* _Set problem_
Pull out each line in the items below that has the word "person" in it, and copy every such line in full.

* _Data extract_

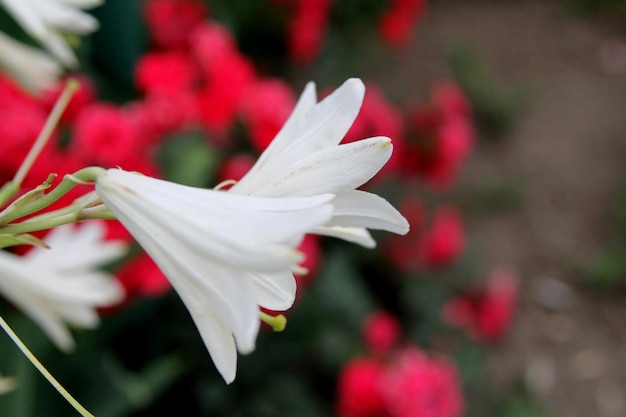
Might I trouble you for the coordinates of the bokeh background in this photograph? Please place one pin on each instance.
(506, 298)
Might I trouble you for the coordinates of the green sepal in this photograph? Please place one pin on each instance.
(21, 239)
(30, 196)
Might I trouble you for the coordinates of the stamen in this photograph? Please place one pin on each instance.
(223, 184)
(278, 322)
(300, 270)
(71, 87)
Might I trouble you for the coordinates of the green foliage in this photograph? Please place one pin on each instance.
(496, 107)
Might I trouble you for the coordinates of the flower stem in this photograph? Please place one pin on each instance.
(70, 181)
(53, 120)
(31, 357)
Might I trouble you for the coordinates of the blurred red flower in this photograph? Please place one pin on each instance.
(264, 110)
(486, 314)
(359, 389)
(141, 276)
(396, 24)
(381, 332)
(306, 29)
(170, 21)
(409, 383)
(439, 137)
(434, 244)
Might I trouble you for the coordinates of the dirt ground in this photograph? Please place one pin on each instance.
(568, 152)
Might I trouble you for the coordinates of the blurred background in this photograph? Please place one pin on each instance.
(508, 120)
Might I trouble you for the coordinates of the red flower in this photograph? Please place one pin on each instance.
(427, 245)
(307, 28)
(487, 313)
(85, 94)
(267, 105)
(359, 389)
(396, 24)
(440, 136)
(161, 114)
(381, 332)
(310, 247)
(444, 241)
(20, 124)
(227, 75)
(141, 276)
(170, 21)
(103, 135)
(165, 72)
(417, 385)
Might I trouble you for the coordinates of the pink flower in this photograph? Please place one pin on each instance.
(409, 383)
(103, 135)
(141, 276)
(487, 313)
(434, 244)
(307, 28)
(162, 113)
(20, 124)
(227, 75)
(359, 390)
(165, 72)
(267, 105)
(444, 241)
(440, 137)
(170, 21)
(396, 24)
(381, 331)
(311, 248)
(85, 95)
(418, 385)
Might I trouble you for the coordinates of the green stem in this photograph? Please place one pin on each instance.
(70, 214)
(7, 191)
(51, 123)
(31, 357)
(84, 175)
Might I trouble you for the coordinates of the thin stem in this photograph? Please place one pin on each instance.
(51, 123)
(42, 369)
(7, 191)
(69, 182)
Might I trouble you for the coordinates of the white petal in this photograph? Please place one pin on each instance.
(362, 209)
(249, 232)
(331, 170)
(275, 291)
(357, 235)
(31, 67)
(309, 129)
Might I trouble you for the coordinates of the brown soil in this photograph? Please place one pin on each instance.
(567, 151)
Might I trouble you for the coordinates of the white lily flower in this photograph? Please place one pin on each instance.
(225, 254)
(58, 285)
(48, 20)
(305, 159)
(31, 67)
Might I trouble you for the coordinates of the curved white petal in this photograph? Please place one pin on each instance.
(357, 208)
(358, 235)
(59, 289)
(310, 128)
(254, 233)
(218, 250)
(31, 67)
(275, 291)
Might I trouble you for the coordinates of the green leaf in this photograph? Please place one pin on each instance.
(21, 239)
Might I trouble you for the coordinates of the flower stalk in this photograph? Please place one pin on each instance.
(42, 369)
(15, 211)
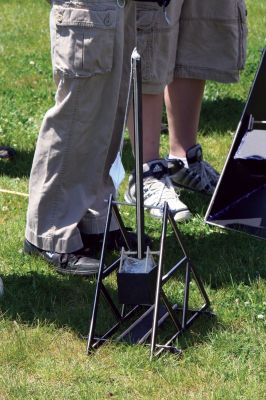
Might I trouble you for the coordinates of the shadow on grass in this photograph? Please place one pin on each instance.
(19, 166)
(220, 115)
(66, 302)
(36, 297)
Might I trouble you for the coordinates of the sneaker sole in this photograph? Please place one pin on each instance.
(33, 252)
(178, 185)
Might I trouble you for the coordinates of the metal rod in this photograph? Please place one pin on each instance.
(186, 296)
(159, 281)
(99, 278)
(138, 149)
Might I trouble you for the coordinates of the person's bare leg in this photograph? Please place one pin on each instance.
(183, 98)
(152, 105)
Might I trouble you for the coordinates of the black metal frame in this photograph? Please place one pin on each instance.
(159, 309)
(137, 332)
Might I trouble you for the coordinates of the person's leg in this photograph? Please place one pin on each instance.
(152, 105)
(76, 134)
(183, 98)
(156, 44)
(207, 23)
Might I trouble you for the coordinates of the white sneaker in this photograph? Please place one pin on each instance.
(157, 188)
(199, 176)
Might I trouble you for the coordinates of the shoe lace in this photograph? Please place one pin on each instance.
(157, 191)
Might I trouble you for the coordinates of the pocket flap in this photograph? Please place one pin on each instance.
(104, 19)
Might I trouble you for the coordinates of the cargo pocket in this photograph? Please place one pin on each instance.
(242, 26)
(156, 42)
(84, 40)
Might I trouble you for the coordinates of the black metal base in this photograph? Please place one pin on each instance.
(143, 320)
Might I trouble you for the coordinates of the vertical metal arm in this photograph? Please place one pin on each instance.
(138, 149)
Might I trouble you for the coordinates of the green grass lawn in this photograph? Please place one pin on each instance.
(44, 316)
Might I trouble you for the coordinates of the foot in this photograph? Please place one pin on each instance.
(76, 263)
(199, 176)
(157, 188)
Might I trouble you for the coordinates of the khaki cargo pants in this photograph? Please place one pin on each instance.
(200, 39)
(91, 43)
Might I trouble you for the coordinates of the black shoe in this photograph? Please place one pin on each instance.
(76, 263)
(115, 241)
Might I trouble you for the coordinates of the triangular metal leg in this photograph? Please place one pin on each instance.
(144, 328)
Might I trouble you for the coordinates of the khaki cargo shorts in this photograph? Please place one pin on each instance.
(199, 39)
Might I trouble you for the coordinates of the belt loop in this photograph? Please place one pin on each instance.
(121, 3)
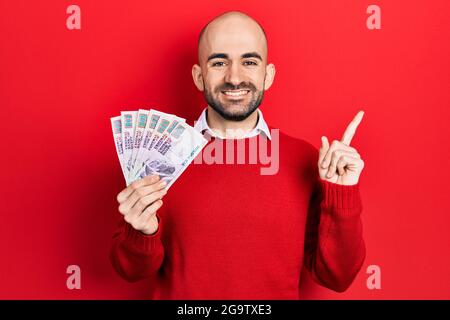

* _Answer to the exercise_
Might I trouble you for the coordinates of the person's bare leg in this photograph? Please place one pin on each instance.
Might I trouble you for the coordinates of the person's leg in this photograph? Please place one pin on each instance.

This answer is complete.